> RECORD EXTRACTS
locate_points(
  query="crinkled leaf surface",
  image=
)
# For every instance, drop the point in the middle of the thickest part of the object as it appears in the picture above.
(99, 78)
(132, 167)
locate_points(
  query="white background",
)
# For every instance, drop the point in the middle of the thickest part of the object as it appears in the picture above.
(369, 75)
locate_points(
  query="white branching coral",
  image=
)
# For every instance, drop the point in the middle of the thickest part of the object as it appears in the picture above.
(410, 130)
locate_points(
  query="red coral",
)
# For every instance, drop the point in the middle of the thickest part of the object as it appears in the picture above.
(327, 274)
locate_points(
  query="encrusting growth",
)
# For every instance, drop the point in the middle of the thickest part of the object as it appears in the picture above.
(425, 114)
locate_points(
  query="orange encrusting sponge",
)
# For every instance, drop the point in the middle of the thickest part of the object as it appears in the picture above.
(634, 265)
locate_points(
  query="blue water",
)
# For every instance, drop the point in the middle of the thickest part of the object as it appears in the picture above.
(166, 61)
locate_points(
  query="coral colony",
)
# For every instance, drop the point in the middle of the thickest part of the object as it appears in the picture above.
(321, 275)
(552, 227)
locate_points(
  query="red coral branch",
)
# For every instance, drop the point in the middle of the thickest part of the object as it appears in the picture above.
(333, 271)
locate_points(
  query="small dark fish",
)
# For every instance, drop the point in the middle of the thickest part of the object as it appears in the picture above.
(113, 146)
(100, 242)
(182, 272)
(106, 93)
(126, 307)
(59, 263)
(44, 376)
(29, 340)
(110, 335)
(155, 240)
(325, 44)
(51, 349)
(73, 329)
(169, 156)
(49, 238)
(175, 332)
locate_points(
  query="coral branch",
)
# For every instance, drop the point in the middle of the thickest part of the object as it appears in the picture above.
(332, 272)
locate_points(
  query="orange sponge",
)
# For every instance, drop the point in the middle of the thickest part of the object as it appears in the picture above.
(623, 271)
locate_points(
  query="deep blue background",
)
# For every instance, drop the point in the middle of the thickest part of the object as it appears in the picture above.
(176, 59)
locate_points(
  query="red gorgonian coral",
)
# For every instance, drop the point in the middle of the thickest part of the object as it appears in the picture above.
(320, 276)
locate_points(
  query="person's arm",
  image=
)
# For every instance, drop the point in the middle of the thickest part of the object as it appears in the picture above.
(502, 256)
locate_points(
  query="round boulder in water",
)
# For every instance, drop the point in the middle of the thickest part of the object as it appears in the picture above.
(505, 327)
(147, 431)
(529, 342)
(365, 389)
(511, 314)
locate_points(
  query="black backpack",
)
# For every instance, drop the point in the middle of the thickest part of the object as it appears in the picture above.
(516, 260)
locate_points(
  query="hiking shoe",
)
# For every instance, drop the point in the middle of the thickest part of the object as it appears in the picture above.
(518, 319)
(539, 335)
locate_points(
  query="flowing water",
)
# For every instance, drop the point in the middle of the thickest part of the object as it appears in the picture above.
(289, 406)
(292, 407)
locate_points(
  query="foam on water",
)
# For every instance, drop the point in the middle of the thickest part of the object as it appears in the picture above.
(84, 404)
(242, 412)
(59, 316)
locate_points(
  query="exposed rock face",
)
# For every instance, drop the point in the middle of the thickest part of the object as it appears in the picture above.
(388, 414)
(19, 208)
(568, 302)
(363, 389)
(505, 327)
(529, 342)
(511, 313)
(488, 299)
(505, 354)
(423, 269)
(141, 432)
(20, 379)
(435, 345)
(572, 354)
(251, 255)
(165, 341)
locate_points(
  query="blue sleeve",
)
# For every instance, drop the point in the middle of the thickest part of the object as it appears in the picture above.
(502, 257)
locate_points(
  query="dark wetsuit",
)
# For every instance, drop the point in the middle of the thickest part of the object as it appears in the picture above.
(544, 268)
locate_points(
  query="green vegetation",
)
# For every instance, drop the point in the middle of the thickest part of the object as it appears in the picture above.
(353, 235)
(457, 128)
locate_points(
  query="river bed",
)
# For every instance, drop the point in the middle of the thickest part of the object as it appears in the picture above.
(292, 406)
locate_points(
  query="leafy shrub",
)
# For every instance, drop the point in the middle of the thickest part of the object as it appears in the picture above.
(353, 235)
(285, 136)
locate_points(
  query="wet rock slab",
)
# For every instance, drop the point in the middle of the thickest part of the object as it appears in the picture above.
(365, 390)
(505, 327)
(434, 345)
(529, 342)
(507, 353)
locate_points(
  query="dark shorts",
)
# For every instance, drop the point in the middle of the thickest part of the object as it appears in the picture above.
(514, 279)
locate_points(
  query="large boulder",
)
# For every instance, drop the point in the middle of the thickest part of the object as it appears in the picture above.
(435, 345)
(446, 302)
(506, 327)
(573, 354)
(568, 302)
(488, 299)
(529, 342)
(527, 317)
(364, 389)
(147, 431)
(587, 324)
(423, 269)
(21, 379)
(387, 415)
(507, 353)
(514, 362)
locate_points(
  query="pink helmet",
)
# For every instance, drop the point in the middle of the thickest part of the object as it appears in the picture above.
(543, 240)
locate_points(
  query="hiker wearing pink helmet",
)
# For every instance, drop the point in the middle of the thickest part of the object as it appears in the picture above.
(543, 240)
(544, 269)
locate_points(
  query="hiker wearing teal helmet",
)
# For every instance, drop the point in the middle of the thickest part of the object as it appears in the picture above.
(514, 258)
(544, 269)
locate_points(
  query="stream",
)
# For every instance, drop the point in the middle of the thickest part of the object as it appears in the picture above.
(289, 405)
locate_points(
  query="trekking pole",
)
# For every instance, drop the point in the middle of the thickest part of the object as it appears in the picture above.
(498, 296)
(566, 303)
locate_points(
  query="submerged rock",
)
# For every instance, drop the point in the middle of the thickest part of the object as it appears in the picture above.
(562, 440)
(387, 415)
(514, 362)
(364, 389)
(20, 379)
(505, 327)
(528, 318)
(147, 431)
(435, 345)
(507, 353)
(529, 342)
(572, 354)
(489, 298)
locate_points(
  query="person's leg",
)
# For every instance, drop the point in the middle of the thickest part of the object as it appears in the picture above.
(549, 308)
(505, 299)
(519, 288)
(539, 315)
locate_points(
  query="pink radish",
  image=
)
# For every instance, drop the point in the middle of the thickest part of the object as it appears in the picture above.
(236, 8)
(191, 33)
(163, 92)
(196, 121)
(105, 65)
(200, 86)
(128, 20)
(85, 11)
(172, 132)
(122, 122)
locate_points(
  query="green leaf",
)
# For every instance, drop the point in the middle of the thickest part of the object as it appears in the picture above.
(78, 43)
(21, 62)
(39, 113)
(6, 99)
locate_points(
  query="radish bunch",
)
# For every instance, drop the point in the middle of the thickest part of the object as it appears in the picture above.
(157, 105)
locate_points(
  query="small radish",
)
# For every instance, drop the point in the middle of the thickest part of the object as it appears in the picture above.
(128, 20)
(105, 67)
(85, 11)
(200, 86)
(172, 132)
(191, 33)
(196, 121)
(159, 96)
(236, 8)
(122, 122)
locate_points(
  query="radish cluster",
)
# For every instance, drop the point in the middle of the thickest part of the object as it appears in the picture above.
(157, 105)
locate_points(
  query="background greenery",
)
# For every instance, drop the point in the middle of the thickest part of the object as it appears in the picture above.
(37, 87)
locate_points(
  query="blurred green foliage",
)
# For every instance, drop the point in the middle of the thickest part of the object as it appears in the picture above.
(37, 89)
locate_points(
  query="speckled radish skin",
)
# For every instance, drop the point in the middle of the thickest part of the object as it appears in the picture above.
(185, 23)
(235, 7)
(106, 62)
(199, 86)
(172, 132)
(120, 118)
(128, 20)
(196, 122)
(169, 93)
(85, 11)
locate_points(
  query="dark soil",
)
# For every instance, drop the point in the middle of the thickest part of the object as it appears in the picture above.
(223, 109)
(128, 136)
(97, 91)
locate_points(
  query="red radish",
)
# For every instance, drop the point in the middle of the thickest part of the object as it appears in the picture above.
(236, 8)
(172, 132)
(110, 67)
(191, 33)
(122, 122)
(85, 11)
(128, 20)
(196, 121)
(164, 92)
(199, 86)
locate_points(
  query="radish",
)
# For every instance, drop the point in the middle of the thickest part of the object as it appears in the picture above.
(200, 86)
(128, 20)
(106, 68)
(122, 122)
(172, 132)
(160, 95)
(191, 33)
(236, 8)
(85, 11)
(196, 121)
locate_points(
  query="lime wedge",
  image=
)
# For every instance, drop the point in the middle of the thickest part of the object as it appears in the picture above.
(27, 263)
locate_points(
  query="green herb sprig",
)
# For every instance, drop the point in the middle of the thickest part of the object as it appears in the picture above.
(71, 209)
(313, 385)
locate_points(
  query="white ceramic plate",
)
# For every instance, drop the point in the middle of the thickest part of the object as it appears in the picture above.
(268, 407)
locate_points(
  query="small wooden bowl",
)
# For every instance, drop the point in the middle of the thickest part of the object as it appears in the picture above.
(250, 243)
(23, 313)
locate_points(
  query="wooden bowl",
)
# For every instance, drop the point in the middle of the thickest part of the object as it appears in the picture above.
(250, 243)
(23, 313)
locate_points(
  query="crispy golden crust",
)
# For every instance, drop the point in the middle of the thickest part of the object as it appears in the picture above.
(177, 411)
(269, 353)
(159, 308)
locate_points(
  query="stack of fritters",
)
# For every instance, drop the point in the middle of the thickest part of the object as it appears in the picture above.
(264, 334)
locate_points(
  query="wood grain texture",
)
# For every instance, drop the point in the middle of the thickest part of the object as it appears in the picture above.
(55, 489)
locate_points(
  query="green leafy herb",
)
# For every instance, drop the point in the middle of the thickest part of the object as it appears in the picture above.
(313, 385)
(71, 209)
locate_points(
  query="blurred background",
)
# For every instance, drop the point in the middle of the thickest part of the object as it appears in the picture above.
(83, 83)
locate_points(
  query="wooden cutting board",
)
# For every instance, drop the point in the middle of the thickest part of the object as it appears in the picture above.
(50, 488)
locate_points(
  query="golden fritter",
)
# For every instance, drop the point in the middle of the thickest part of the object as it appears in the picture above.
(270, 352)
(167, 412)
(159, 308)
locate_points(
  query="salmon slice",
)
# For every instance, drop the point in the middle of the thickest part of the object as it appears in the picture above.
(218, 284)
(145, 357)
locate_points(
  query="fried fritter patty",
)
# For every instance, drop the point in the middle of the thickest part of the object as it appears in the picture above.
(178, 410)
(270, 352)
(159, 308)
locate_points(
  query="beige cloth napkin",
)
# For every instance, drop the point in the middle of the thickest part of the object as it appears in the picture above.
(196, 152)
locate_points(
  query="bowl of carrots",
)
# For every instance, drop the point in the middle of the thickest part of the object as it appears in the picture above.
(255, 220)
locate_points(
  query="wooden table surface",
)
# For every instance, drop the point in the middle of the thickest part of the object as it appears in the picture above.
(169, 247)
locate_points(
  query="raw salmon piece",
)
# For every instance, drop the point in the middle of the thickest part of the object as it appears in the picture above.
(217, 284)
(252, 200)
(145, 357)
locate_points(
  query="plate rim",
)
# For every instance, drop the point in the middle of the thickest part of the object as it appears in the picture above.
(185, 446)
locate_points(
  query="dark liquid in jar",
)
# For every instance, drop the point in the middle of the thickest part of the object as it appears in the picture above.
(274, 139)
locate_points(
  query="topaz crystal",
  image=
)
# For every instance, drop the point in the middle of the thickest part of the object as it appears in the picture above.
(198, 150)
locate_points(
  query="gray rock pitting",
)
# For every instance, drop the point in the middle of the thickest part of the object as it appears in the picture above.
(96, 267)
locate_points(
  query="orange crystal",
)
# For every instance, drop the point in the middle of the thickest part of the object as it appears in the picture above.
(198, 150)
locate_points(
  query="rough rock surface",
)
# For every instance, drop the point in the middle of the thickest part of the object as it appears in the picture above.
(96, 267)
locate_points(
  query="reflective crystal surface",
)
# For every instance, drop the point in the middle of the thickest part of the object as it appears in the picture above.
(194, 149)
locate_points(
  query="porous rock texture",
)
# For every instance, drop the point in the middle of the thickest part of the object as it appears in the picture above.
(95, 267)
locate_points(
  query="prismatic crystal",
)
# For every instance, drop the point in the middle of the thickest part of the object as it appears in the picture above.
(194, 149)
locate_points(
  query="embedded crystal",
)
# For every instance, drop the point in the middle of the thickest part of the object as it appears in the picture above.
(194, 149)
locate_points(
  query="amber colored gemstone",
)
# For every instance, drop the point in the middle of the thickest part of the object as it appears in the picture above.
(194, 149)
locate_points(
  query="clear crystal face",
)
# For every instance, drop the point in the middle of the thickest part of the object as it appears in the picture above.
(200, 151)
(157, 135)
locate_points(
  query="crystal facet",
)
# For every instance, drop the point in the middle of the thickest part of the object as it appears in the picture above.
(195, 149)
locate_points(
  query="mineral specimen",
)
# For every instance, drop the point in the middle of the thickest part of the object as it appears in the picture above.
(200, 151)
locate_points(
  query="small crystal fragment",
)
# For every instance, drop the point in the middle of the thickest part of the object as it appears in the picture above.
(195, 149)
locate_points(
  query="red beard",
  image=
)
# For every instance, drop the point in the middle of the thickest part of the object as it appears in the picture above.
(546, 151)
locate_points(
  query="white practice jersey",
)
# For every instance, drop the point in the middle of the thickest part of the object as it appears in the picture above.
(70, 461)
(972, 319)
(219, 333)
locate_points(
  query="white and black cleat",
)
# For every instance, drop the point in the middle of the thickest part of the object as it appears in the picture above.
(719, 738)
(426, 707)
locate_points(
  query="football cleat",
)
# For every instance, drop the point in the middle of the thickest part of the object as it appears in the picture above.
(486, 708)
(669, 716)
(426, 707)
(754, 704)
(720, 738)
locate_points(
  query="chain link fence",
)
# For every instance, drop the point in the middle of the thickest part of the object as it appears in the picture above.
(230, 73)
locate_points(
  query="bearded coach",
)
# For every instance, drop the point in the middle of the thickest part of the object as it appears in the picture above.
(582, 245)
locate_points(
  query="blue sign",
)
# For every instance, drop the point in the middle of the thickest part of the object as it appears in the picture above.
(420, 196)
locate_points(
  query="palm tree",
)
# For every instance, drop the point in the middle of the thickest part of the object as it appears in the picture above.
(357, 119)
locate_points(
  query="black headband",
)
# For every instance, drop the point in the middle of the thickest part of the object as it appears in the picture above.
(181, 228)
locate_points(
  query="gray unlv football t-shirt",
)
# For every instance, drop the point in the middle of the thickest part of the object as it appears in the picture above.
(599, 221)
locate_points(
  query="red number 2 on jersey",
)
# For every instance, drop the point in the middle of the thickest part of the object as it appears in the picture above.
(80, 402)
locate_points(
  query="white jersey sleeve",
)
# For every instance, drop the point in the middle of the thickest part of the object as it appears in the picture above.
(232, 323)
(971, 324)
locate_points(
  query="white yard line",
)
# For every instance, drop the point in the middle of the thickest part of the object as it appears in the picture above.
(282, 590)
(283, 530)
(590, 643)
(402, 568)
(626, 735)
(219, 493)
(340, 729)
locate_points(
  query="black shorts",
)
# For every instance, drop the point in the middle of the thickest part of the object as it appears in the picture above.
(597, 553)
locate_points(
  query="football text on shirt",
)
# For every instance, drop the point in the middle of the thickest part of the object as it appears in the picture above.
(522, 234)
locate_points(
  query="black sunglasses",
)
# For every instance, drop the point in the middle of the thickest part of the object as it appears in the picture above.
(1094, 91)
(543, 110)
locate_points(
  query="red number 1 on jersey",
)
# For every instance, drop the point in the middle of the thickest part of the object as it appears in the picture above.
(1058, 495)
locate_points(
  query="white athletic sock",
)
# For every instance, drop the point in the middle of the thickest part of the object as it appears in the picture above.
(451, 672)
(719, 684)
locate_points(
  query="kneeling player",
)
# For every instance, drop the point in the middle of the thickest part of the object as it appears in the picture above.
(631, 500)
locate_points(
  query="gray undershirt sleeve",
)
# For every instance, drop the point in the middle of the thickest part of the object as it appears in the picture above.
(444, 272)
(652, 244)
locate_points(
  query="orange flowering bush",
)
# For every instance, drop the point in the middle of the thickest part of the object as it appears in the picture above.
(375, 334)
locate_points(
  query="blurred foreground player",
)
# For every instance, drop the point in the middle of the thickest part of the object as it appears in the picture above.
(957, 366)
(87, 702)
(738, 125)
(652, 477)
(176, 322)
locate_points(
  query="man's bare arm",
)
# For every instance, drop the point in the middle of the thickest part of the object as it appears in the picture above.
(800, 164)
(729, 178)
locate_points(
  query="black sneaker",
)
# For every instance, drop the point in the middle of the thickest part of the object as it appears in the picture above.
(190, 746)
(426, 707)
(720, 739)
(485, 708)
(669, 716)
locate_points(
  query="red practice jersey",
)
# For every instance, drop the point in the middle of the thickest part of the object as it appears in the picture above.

> STATED PROBLEM
Find every line in the material above that contains the word "wearing", paying attention to case, and copy each of those lines.

> RESULT OF THIS EXERCISE
  query="hiker wearing pink helmet",
  query="hiker wearing teal helmet",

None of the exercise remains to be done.